(PROBLEM STATEMENT): Put every line of the records below into a Markdown table with the columns "Row" and "Line," numbering the rows and skipping blank lines. Do not include the pictures in the answer.

(Records from a point-labeling set):
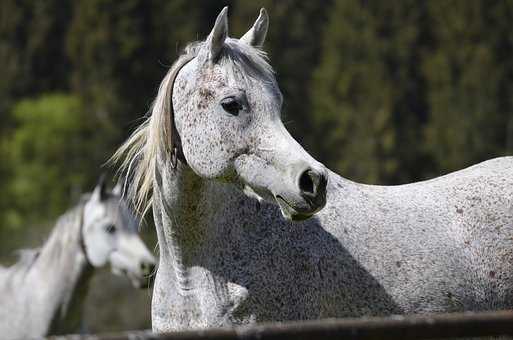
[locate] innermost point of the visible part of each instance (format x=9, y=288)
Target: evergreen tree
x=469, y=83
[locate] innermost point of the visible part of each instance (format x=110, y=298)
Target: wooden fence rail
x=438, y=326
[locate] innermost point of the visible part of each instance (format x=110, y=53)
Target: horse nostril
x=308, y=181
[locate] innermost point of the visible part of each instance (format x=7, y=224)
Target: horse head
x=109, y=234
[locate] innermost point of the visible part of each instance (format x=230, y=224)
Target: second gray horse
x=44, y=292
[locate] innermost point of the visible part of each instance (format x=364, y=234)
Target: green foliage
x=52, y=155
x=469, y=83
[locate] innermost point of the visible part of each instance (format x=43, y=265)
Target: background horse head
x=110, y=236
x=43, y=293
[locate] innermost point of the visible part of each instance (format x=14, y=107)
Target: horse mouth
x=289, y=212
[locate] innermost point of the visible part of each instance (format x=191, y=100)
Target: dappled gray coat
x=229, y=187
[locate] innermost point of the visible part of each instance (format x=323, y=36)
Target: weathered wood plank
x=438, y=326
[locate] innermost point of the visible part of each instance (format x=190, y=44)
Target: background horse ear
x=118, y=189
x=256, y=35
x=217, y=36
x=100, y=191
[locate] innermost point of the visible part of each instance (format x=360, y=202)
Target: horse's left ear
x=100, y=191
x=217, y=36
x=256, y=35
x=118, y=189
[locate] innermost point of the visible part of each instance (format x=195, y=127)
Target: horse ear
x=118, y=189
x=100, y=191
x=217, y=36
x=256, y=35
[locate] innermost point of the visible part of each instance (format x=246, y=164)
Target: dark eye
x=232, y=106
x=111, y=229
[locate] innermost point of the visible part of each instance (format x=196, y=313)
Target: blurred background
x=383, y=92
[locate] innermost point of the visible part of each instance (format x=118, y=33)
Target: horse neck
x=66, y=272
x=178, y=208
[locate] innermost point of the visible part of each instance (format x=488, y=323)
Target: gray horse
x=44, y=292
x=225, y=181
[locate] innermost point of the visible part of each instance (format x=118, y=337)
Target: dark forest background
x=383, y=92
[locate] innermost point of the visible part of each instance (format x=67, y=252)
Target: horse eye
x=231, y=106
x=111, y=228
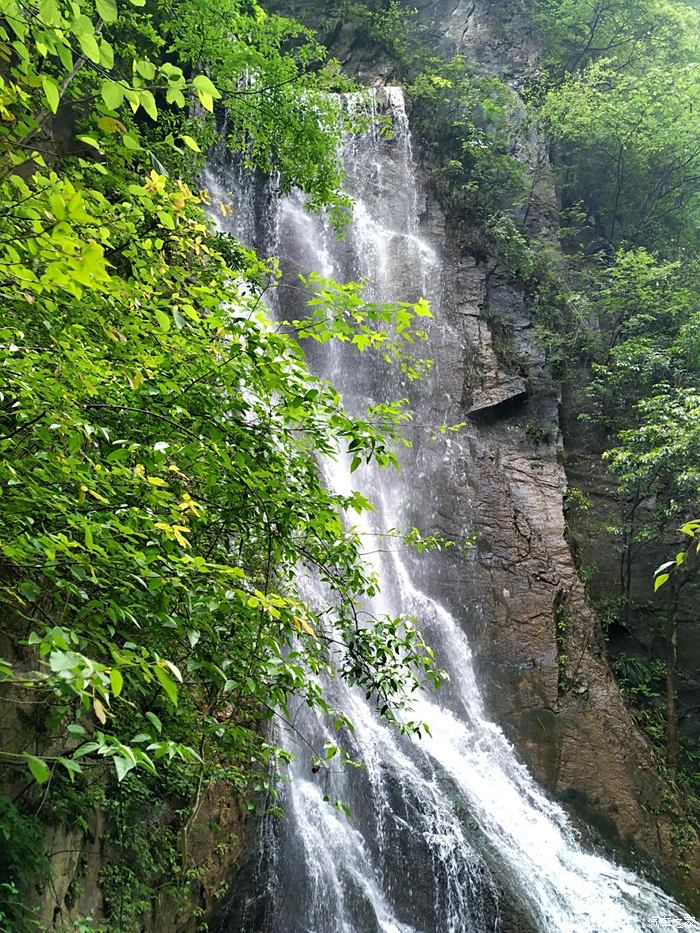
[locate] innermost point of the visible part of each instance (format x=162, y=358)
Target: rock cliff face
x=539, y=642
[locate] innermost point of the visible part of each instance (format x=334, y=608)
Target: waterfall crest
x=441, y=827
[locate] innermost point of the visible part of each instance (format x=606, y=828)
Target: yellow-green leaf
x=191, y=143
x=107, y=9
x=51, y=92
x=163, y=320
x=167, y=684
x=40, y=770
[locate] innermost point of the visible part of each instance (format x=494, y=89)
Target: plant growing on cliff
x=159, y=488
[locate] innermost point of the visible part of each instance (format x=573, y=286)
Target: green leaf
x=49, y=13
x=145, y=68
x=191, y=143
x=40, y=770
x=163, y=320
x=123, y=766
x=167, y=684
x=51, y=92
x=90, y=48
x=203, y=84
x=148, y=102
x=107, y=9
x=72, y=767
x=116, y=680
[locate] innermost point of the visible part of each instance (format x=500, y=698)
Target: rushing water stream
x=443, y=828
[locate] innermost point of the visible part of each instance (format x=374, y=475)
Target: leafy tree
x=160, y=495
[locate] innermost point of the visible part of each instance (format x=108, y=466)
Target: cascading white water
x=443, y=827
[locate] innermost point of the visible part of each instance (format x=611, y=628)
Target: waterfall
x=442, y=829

(EXERCISE OUTPUT):
| Row | Line |
|---|---|
| 1 | [locate] innermost point of the visible part of each instance (format x=9, y=288) |
| 2 | Target: evergreen tree |
| 3 | x=469, y=83 |
| 4 | [locate] innermost point of the visible part of each instance (format x=110, y=298) |
| 5 | Target: wooden fence rail |
| 6 | x=438, y=326 |
| 7 | [locate] innermost point of the visible part of each instance (format x=110, y=53) |
| 8 | Target: horse nostril |
| 9 | x=308, y=181 |
| 10 | [locate] innermost point of the visible part of each instance (format x=7, y=224) |
| 11 | Target: horse head |
| 12 | x=109, y=234 |
| 13 | [locate] innermost point of the visible part of each instance (format x=230, y=224) |
| 14 | Target: second gray horse |
| 15 | x=44, y=292 |
| 16 | [locate] innermost point of the visible part of each instance (format x=364, y=234) |
| 17 | Target: green foliage |
| 18 | x=52, y=155 |
| 19 | x=469, y=83 |
| 20 | [locate] innermost point of the visible part of each instance (format x=43, y=265) |
| 21 | Target: background horse head |
| 22 | x=110, y=236 |
| 23 | x=43, y=293 |
| 24 | [locate] innermost point of the visible part of each instance (format x=14, y=107) |
| 25 | Target: horse mouth |
| 26 | x=289, y=212 |
| 27 | [locate] innermost point of the visible part of each instance (format x=191, y=100) |
| 28 | Target: dappled gray coat |
| 29 | x=229, y=187 |
| 30 | [locate] innermost point of the visible part of each instance (format x=323, y=36) |
| 31 | Target: weathered wood plank |
| 32 | x=438, y=326 |
| 33 | [locate] innermost point of the visible part of each instance (format x=190, y=44) |
| 34 | Target: background horse ear |
| 35 | x=118, y=189 |
| 36 | x=256, y=35 |
| 37 | x=217, y=36 |
| 38 | x=100, y=191 |
| 39 | [locate] innermost point of the visible part of each instance (format x=360, y=202) |
| 40 | Target: horse's left ear |
| 41 | x=100, y=191 |
| 42 | x=217, y=36 |
| 43 | x=256, y=35 |
| 44 | x=118, y=189 |
| 45 | [locate] innermost point of the visible part of each instance (format x=195, y=127) |
| 46 | Target: horse ear |
| 47 | x=118, y=189 |
| 48 | x=100, y=191 |
| 49 | x=217, y=36 |
| 50 | x=256, y=35 |
| 51 | [locate] innermost point of the visible part of each instance (format x=246, y=164) |
| 52 | Target: dark eye |
| 53 | x=232, y=106 |
| 54 | x=111, y=229 |
| 55 | [locate] innermost point of the visible part of each instance (format x=196, y=313) |
| 56 | Target: blurred background |
| 57 | x=383, y=92 |
| 58 | [locate] innermost point of the visible part of each instance (format x=118, y=33) |
| 59 | Target: horse neck |
| 60 | x=66, y=272 |
| 61 | x=178, y=208 |
| 62 | [locate] innermost point of the visible part of each instance (format x=488, y=323) |
| 63 | Target: gray horse |
| 64 | x=44, y=292 |
| 65 | x=225, y=181 |
| 66 | [locate] innermost point of the visible part of each instance (format x=118, y=337) |
| 67 | Target: dark forest background |
| 68 | x=383, y=92 |
| 69 | [locate] innermost point of the visible part of each instance (format x=67, y=252) |
| 70 | Target: horse eye |
| 71 | x=231, y=106 |
| 72 | x=111, y=228 |
| 73 | [locate] innermost point of the visible part of each instance (format x=162, y=358) |
| 74 | Target: rock cliff face |
| 75 | x=539, y=642 |
| 76 | [locate] innermost point of the visible part of each instance (format x=334, y=608) |
| 77 | Target: waterfall crest |
| 78 | x=441, y=827 |
| 79 | [locate] innermost point of the visible part of each instance (format x=606, y=828) |
| 80 | Target: yellow-green leaf |
| 81 | x=191, y=143 |
| 82 | x=107, y=9 |
| 83 | x=51, y=92 |
| 84 | x=163, y=320 |
| 85 | x=167, y=684 |
| 86 | x=40, y=770 |
| 87 | [locate] innermost point of the visible part of each instance (format x=494, y=89) |
| 88 | Target: plant growing on cliff |
| 89 | x=159, y=488 |
| 90 | [locate] innermost point of the visible part of each instance (format x=573, y=286) |
| 91 | Target: green leaf |
| 92 | x=49, y=13 |
| 93 | x=145, y=68 |
| 94 | x=191, y=143 |
| 95 | x=40, y=770 |
| 96 | x=163, y=320 |
| 97 | x=123, y=766 |
| 98 | x=167, y=684 |
| 99 | x=51, y=92 |
| 100 | x=90, y=48 |
| 101 | x=203, y=84 |
| 102 | x=148, y=102 |
| 103 | x=107, y=9 |
| 104 | x=72, y=767 |
| 105 | x=116, y=680 |
| 106 | [locate] innermost point of the visible part of each instance (format x=500, y=698) |
| 107 | Target: rushing water stream |
| 108 | x=443, y=828 |
| 109 | [locate] innermost point of the visible part of each instance (format x=374, y=475) |
| 110 | Target: leafy tree |
| 111 | x=160, y=495 |
| 112 | [locate] innermost point of the visible part of each instance (format x=108, y=466) |
| 113 | Target: cascading white water |
| 114 | x=443, y=827 |
| 115 | [locate] innermost point of the visible part of each instance (format x=611, y=628) |
| 116 | Target: waterfall |
| 117 | x=442, y=829 |